* **Given task**
Return each line in the entries below that contains the word "shirt". Treat uppercase and lowercase as different.

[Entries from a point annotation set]

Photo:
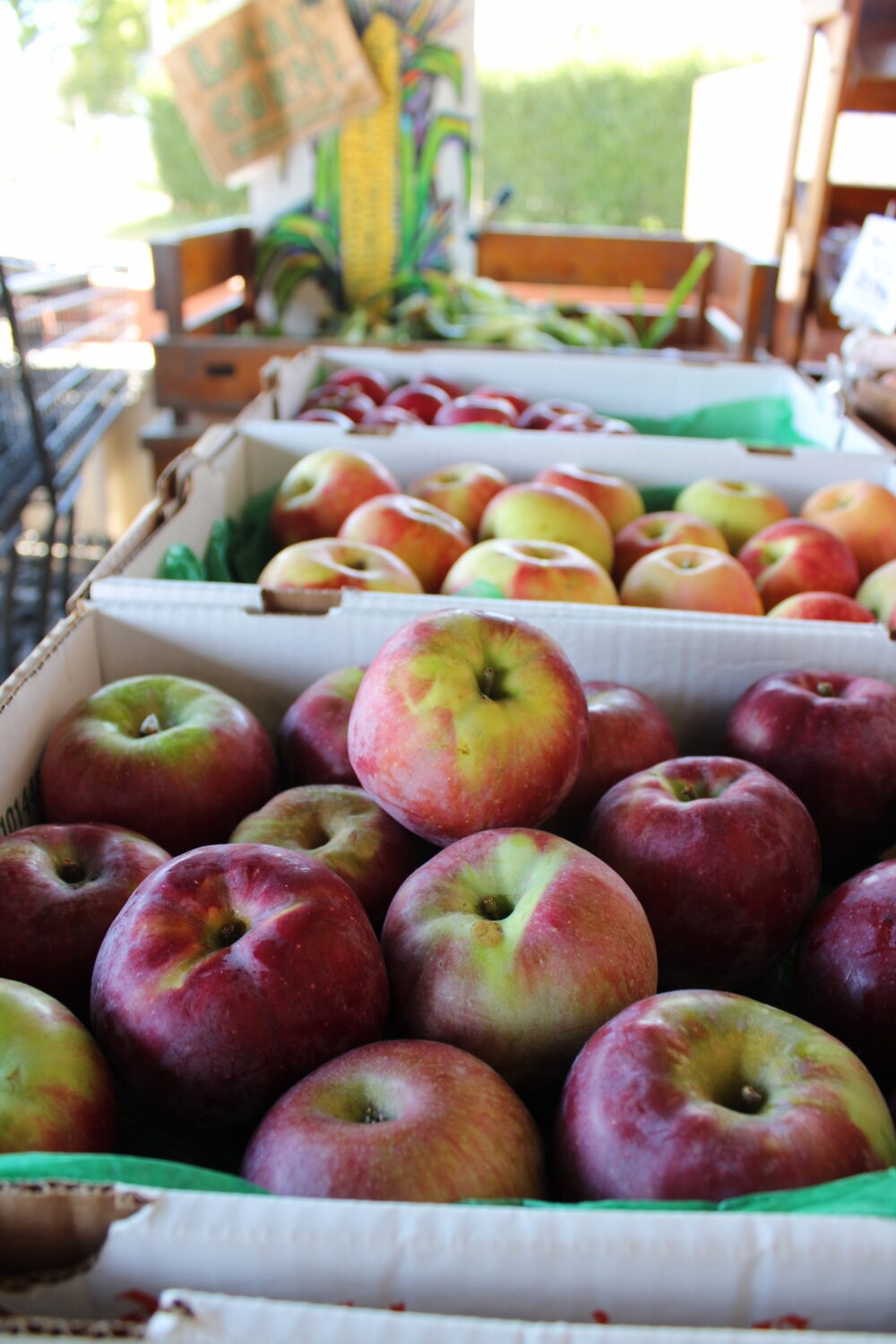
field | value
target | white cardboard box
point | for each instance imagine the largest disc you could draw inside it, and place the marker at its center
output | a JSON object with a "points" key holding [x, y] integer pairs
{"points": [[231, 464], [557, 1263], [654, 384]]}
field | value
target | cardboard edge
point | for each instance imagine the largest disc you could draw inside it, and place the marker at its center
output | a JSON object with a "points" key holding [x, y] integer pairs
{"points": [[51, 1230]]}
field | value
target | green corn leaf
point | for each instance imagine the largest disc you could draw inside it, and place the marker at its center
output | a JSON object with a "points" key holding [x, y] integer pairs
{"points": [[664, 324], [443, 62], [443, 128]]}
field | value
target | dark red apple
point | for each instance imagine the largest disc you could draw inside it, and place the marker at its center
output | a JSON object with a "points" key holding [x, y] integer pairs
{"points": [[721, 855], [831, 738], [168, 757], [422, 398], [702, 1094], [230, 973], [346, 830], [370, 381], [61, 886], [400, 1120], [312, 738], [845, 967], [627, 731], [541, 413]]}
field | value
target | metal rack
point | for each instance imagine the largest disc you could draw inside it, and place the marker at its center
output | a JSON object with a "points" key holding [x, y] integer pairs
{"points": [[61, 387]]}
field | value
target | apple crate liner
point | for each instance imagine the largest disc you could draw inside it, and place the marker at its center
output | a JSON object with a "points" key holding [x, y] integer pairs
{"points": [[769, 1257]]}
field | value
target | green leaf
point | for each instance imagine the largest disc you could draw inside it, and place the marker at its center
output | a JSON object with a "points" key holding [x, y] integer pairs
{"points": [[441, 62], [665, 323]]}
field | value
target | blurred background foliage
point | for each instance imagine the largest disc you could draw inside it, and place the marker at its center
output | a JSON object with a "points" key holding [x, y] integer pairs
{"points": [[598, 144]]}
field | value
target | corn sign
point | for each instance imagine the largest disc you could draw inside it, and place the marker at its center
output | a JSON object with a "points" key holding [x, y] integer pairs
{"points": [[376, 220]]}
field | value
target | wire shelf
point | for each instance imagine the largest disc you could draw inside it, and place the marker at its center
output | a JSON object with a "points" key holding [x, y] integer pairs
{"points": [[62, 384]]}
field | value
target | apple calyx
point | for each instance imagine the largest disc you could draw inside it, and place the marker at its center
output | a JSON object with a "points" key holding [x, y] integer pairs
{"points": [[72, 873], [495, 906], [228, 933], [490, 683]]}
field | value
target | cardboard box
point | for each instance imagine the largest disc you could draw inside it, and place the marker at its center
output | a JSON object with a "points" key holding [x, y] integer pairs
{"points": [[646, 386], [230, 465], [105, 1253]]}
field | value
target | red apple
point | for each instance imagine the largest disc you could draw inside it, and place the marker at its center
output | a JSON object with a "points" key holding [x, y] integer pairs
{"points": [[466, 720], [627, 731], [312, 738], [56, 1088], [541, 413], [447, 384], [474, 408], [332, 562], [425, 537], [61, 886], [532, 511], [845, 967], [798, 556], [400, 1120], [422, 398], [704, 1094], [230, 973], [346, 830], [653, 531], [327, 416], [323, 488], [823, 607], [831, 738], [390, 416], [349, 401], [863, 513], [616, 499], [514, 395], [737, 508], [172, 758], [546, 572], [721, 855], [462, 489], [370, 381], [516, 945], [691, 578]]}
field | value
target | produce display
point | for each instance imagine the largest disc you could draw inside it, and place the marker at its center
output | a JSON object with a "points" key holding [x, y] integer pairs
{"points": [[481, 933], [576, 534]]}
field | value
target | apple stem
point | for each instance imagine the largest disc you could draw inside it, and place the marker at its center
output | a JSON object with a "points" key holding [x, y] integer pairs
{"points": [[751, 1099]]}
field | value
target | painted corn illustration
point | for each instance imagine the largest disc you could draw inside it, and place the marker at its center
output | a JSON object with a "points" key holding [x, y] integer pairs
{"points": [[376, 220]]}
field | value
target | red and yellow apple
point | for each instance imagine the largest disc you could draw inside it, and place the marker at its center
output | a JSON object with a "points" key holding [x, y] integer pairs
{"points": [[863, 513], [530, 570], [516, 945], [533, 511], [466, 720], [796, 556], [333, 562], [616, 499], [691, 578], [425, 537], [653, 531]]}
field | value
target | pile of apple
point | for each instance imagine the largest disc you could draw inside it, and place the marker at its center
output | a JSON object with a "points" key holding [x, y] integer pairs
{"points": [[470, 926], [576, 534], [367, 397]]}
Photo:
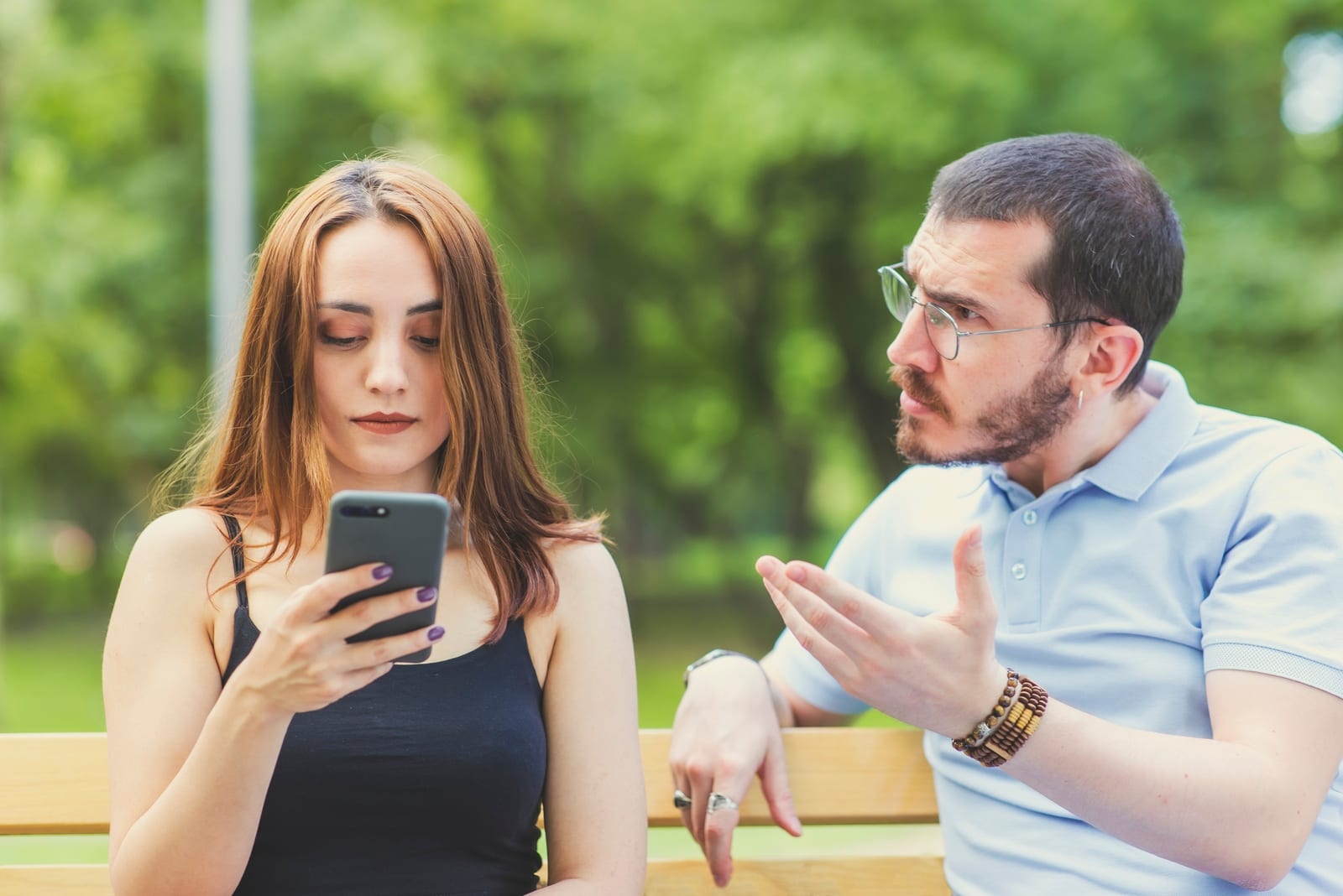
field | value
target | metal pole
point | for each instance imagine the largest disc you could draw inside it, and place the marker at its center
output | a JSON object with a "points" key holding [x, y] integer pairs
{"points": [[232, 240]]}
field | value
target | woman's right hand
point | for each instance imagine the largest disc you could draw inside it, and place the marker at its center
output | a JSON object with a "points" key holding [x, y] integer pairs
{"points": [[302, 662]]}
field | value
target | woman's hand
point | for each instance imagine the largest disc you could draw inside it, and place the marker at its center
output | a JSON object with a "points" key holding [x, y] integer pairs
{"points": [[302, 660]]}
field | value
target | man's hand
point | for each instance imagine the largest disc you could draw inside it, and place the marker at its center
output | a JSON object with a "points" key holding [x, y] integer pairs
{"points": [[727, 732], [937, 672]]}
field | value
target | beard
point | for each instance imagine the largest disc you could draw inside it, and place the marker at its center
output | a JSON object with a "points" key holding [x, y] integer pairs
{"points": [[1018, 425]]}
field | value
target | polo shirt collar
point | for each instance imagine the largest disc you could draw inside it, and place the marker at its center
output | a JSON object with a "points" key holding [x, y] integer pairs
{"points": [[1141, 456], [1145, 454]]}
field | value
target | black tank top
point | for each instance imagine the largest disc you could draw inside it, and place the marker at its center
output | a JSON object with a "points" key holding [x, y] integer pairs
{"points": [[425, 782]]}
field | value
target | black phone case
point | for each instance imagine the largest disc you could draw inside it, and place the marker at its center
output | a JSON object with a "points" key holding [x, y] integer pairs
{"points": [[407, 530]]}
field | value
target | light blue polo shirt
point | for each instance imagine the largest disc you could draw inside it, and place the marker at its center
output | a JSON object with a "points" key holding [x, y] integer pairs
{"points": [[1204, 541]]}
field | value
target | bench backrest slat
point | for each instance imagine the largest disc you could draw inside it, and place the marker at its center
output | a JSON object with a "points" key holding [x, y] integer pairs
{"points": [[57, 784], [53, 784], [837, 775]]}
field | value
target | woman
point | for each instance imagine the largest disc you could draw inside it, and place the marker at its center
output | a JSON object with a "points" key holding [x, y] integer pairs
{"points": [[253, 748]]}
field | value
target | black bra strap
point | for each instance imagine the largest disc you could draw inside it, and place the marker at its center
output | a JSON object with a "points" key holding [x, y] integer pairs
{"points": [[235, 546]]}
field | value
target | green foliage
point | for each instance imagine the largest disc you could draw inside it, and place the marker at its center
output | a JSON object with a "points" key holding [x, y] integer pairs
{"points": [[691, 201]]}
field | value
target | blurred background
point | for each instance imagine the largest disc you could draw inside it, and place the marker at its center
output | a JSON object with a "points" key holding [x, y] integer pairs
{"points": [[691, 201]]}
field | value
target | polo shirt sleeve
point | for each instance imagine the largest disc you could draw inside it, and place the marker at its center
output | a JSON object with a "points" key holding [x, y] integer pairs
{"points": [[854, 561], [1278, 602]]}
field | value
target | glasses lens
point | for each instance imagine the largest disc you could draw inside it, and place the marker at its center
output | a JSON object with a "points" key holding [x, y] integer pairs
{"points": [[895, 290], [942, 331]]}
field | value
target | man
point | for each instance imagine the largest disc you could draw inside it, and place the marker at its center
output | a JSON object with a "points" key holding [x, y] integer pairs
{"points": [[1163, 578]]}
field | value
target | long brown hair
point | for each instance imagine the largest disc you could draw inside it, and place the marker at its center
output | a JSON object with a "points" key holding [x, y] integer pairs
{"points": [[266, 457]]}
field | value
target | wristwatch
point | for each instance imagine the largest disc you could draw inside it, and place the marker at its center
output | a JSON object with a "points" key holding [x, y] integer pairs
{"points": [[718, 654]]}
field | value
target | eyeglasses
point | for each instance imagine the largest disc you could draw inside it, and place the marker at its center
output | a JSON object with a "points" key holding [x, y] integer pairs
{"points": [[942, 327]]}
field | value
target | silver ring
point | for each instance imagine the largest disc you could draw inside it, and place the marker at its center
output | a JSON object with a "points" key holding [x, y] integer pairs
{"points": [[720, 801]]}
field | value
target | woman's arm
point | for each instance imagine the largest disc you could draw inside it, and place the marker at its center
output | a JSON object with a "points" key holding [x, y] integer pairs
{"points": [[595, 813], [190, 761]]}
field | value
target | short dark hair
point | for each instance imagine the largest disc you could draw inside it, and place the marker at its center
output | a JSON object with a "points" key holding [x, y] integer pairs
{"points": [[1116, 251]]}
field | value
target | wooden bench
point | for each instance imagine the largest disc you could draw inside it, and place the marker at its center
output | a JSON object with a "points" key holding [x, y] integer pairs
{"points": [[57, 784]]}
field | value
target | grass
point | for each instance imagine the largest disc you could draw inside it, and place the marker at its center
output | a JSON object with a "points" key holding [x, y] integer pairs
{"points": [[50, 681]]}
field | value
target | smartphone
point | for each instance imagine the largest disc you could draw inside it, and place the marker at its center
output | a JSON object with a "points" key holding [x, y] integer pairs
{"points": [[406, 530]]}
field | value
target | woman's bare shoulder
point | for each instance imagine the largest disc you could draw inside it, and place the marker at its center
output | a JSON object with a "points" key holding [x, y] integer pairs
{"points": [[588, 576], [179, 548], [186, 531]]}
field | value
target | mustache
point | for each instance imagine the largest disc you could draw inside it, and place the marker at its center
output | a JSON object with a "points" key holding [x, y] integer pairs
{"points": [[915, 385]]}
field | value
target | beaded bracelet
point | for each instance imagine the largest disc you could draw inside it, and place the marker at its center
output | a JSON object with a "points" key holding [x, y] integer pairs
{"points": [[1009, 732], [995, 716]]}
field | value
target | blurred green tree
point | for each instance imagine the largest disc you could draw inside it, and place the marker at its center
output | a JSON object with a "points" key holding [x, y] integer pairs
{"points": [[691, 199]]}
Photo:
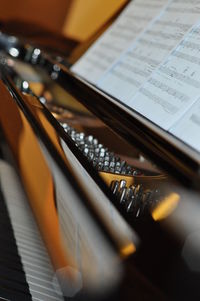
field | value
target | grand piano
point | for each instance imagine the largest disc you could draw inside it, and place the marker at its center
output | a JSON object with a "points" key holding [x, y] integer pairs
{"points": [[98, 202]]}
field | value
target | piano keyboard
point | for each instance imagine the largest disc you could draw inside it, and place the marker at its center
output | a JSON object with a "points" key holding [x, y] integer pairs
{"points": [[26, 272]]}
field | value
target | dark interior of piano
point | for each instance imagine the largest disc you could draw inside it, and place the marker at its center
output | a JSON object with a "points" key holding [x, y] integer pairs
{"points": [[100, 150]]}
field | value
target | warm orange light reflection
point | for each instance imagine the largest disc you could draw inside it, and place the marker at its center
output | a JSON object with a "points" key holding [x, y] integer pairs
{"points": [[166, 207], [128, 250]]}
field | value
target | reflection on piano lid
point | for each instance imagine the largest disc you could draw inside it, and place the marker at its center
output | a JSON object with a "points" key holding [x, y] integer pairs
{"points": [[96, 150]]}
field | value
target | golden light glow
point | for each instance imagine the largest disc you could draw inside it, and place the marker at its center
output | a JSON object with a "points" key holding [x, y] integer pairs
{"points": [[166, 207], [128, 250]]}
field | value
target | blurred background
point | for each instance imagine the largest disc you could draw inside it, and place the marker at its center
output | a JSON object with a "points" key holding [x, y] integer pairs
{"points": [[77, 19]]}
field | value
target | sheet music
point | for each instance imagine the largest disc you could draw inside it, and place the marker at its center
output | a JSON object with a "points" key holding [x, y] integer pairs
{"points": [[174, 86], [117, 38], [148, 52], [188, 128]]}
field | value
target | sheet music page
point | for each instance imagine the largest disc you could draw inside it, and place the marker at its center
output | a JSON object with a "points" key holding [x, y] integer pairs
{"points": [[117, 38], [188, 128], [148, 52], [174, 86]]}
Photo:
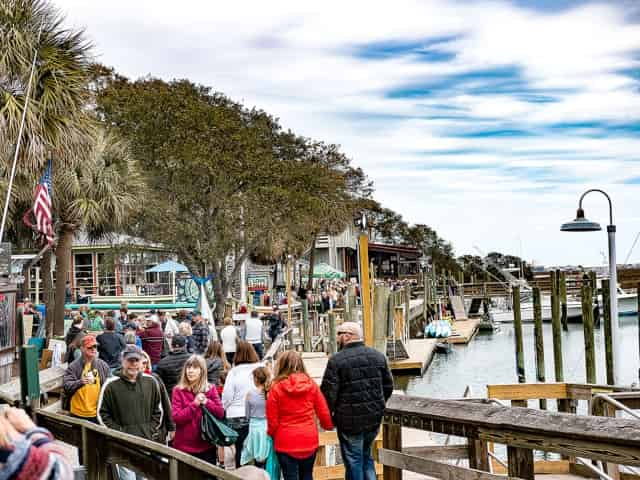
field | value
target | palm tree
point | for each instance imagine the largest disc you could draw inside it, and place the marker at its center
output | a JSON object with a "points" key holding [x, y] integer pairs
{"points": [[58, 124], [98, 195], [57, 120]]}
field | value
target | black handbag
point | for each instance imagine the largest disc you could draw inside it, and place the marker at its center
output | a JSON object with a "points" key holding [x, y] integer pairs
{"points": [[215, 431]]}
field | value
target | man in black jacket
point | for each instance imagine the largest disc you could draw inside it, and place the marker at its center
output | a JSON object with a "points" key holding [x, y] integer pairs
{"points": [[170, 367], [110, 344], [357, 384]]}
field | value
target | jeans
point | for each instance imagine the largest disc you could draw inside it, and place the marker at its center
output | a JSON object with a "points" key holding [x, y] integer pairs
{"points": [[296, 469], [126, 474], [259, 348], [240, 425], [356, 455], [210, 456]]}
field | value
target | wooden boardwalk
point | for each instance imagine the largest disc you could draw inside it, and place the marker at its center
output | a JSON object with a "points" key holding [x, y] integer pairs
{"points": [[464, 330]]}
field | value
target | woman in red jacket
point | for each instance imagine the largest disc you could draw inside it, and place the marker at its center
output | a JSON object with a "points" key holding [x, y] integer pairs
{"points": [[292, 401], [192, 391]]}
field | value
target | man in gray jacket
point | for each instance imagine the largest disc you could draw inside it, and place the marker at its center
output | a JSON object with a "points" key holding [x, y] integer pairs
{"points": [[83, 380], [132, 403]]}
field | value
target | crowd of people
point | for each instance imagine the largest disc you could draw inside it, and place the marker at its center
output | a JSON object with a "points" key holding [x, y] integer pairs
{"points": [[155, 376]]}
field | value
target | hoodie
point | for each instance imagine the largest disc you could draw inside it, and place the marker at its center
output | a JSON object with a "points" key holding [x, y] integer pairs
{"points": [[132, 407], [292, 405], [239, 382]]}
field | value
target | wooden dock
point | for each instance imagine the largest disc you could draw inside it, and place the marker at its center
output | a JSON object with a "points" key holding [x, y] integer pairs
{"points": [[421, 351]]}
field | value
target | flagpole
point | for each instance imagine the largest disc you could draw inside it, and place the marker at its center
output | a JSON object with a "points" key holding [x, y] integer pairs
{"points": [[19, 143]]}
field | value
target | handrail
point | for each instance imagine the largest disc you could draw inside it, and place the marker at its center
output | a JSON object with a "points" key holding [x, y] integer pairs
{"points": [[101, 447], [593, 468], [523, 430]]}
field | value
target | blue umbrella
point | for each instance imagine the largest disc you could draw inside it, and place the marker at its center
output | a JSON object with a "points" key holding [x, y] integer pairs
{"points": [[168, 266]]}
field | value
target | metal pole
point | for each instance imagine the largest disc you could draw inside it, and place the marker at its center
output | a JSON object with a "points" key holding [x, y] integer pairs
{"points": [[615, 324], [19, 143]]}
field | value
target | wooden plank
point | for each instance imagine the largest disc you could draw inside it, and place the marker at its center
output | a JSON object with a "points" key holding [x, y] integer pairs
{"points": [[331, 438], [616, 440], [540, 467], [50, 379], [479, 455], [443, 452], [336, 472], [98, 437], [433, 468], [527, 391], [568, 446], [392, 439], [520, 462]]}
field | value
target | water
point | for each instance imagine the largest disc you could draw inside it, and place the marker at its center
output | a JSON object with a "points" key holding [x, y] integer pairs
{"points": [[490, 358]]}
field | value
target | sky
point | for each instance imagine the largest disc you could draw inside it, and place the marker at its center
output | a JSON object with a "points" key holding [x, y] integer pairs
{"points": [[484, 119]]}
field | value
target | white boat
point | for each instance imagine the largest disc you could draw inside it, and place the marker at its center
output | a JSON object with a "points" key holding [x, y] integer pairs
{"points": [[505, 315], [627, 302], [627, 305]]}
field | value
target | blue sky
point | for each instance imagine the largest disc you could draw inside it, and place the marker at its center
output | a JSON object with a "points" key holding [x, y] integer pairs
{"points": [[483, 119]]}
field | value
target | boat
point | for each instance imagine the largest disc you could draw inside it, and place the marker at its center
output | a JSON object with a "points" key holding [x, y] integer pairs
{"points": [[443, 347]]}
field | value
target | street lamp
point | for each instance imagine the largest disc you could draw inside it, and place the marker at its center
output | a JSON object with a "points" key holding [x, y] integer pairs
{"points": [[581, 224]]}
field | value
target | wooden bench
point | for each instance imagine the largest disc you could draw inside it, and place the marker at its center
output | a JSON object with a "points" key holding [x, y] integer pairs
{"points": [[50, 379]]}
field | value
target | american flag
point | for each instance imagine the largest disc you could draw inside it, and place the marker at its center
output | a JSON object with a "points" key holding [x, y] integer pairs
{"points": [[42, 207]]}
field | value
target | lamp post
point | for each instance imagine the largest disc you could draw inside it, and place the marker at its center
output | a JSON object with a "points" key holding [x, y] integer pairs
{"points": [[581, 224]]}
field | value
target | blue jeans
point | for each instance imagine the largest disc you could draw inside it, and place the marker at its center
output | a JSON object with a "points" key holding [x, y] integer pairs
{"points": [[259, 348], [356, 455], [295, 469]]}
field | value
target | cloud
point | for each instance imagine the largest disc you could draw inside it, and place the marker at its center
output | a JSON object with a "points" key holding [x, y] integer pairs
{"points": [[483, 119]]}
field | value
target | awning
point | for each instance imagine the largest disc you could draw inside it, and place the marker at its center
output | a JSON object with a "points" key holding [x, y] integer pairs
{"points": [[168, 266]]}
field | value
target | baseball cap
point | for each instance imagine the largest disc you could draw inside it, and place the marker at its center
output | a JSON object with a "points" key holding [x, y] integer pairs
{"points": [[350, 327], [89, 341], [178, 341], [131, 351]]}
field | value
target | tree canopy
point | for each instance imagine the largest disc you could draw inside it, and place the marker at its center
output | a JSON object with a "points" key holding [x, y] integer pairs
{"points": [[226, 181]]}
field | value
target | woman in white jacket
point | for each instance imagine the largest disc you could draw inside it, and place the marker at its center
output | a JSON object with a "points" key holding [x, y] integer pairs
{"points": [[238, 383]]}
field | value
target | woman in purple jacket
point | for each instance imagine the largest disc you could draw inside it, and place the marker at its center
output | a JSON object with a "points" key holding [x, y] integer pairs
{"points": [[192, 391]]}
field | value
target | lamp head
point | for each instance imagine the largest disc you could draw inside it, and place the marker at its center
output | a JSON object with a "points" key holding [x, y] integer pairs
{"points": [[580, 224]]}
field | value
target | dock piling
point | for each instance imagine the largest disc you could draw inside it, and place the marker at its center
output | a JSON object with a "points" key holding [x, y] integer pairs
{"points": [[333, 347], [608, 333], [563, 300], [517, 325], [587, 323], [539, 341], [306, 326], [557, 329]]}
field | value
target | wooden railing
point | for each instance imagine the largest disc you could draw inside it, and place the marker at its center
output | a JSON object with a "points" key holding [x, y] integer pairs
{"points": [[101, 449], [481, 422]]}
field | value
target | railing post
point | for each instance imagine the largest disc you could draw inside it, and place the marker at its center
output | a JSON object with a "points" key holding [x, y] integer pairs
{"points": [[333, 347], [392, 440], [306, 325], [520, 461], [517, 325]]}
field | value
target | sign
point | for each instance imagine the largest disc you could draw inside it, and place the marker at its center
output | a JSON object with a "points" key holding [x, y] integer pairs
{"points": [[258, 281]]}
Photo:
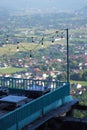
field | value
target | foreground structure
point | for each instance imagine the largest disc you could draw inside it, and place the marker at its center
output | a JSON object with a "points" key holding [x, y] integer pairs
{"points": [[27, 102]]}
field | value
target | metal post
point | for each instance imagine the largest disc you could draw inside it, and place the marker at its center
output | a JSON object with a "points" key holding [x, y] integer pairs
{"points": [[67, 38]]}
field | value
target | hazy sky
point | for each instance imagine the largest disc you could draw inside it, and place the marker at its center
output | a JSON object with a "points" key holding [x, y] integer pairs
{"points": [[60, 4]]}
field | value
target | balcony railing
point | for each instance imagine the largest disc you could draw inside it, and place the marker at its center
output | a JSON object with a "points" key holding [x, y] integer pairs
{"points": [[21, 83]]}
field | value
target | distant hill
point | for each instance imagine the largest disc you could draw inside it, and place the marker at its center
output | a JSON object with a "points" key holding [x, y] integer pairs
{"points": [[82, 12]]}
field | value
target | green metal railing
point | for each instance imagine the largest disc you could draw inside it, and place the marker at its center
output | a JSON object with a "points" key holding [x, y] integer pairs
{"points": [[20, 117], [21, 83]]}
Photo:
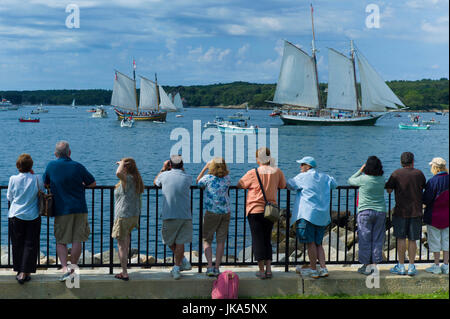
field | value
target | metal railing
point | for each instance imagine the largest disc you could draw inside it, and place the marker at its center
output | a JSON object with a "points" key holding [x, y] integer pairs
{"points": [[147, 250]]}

* **Answer**
target | polo shirt collar
target | light blue polo shirt
target | polo shirt sleeve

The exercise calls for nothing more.